Produce the same data once more, line for line.

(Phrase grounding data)
- - -
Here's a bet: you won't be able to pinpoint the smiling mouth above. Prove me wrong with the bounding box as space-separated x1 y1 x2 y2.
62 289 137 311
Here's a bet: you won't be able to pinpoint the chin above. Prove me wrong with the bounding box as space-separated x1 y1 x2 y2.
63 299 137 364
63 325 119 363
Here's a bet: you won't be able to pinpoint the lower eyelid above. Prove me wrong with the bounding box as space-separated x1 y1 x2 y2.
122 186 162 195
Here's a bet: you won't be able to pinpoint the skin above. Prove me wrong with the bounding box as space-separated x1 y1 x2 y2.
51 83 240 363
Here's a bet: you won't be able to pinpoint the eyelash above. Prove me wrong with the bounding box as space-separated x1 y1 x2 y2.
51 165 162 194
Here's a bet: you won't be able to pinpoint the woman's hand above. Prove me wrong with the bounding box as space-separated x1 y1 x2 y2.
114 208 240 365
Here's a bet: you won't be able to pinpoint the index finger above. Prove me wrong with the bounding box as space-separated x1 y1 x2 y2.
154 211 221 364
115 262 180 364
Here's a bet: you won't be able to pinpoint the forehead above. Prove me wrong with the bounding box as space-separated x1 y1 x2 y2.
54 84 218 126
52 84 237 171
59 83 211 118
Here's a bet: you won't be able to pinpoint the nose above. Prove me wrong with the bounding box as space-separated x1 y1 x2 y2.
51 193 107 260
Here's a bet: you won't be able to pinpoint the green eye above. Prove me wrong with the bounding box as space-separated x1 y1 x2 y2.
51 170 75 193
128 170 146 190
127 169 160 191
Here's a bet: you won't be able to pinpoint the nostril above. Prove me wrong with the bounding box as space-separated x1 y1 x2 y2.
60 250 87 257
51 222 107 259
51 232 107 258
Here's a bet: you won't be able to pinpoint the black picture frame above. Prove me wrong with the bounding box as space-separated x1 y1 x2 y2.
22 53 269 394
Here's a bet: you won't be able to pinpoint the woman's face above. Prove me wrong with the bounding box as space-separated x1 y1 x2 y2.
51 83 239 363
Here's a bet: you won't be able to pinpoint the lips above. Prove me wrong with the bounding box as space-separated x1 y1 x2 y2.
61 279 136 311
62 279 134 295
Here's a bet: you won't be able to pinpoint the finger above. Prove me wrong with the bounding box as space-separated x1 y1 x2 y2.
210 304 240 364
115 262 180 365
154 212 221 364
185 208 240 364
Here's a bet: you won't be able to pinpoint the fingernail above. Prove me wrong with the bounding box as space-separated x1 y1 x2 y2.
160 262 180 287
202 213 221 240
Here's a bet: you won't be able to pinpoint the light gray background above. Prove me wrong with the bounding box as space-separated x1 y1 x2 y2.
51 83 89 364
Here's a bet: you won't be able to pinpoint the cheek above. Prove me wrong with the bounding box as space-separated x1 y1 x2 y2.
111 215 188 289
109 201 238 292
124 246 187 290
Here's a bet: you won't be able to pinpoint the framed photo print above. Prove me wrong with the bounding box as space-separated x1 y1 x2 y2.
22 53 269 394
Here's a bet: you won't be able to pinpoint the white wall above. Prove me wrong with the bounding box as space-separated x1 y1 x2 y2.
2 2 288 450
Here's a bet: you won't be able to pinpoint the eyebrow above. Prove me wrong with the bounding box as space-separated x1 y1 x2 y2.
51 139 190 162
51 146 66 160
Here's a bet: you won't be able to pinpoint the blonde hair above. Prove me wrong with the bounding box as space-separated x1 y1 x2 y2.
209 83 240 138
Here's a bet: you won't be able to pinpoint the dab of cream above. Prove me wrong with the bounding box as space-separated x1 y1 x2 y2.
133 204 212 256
- - -
OUTPUT OF THE EXERCISE
Here's a bet: you won't be able to pinpoint the smiling mouth above. Prove me wrong with the bounding box as space-separated x1 y1 x2 y2.
62 289 137 311
Here's a bet: you won't be able to pinpoint the chin above. Prove me wrong with the bounding box as space-separated x1 y1 x2 y2.
63 299 137 364
63 325 119 363
Here's a bet: you won't be able to pinpoint the lower eyelid above. Prove me wrong with the bounding box as space-separated x1 y1 x2 y2.
122 186 162 195
Here's a bet: you won't be able to pinpoint the skin above. Prove me wrong with the bounding box as space-separated x1 y1 x2 y2.
51 83 240 363
Here's a bet: you won't be able to pinpoint the eyelash above. Prove me wrong with the bounding box as space-separated x1 y1 x2 y2.
51 165 162 194
Here's a bet: you won't be able to pinpoint the woman's hand above. Prove me wrong with the bounding box as space-separated x1 y1 x2 y2.
114 208 240 365
Here's a bet: you won't be able to pinpoint the index finger above. Prove me wrong with the bounding box as space-separated x1 y1 x2 y2.
154 211 221 364
115 262 180 364
Here's a bet: you won't be able to pinpoint the forehead above. Prove me wrong with the bounding box as space-separated x1 y1 x2 y2.
54 84 218 126
52 84 237 171
59 83 211 118
Here's a bet: you won't be able to pinpoint the nose above. Prove me wrong with the bounding box as space-separated x1 y1 x2 y2.
51 193 107 260
Here's a bet: you won't be able to pinpoint the green eye above. Prove me wrong with the bounding box as space-separated x1 y1 x2 y2.
51 170 75 193
128 170 146 190
127 169 160 191
Here's a bet: you won't be able to pinpoint the nostril above. Prove me wrong with the bounding box as space-separated x1 y1 x2 y2.
60 250 87 257
51 222 107 259
51 232 107 258
Here's a bet: you won't be able to pinpoint the black picture frame above. Prove me wrong with the bounding box as space-separated x1 y1 x2 y2.
22 53 269 394
Here's a bet: you won't be able to pinpoint the woman's face above. Prove me wrong with the bounding box as space-separated x1 y1 x2 y2.
51 83 239 363
Here's a bet: you won't be able to pinpoint the lips above. Prove me wrong with the bounding box as space-separated x1 y1 x2 y2.
61 279 136 311
62 279 134 295
Here's a bet: you won't be able to pinpoint the finger above. Prove me wrong with the bounding box as space-separated x1 y1 x2 y2.
210 304 240 364
115 262 180 365
154 212 221 364
185 208 240 364
Here's a bet: you won't be able to pinpoint the fingernail above. Prove me wrong with the bounding box as space-separated x1 y1 x2 y2.
160 262 180 287
202 213 221 240
Here's a bet: you won't be able to pinpoint the light gray background above. Prove me wrong with the bounding box as space-separated x1 y1 x2 y2.
51 83 89 364
Here's a bet: you won't be able to pinpoint the cheek above. Prove me wrong with the bounding box as space-separated x1 y1 x2 y2.
111 215 188 289
109 201 238 292
124 246 187 290
Here's a bet: you won't be able to pinpoint the framed photo print above. Prove me wrong with the bounding box as space-separated x1 y1 x2 y2.
22 53 269 394
Here's a bet: you won't be able to pinpoint the white wall above. Prove me wrong with the bounding box as space-separated x1 y1 x2 y2.
2 2 288 450
Here's a bet: you won't be able to pinpoint the eyebrow above. Prove me wrong with the bounding box as space-separated x1 y1 x2 y2.
51 139 190 162
51 146 66 160
Here's a bet: you won't be able to pinpoint the blonde hair above. Prove me wrong with the bounding box as space-separated x1 y1 x2 y2.
209 83 240 138
Here's a bet: you won't be able to pinpoint the dab of cream above. Prove me wrong with the bounding box as space-separated x1 y1 x2 y2.
133 204 212 256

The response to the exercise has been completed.